• **Your goal**: Copy out every line of the listing below word for word, changing nothing.

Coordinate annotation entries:
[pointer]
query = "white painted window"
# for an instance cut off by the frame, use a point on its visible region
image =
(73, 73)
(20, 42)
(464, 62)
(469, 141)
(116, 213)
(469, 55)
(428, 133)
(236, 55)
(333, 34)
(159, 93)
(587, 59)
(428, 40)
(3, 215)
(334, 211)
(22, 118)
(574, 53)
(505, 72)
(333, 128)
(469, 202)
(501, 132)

• **Written solution**:
[pointer]
query = "white painted window"
# for an instance cut off by the frame, use a point on its visible region
image =
(73, 73)
(20, 42)
(464, 62)
(469, 141)
(116, 213)
(469, 55)
(428, 133)
(236, 55)
(333, 34)
(159, 93)
(587, 59)
(428, 40)
(3, 215)
(334, 211)
(22, 118)
(574, 53)
(505, 72)
(333, 128)
(469, 202)
(501, 132)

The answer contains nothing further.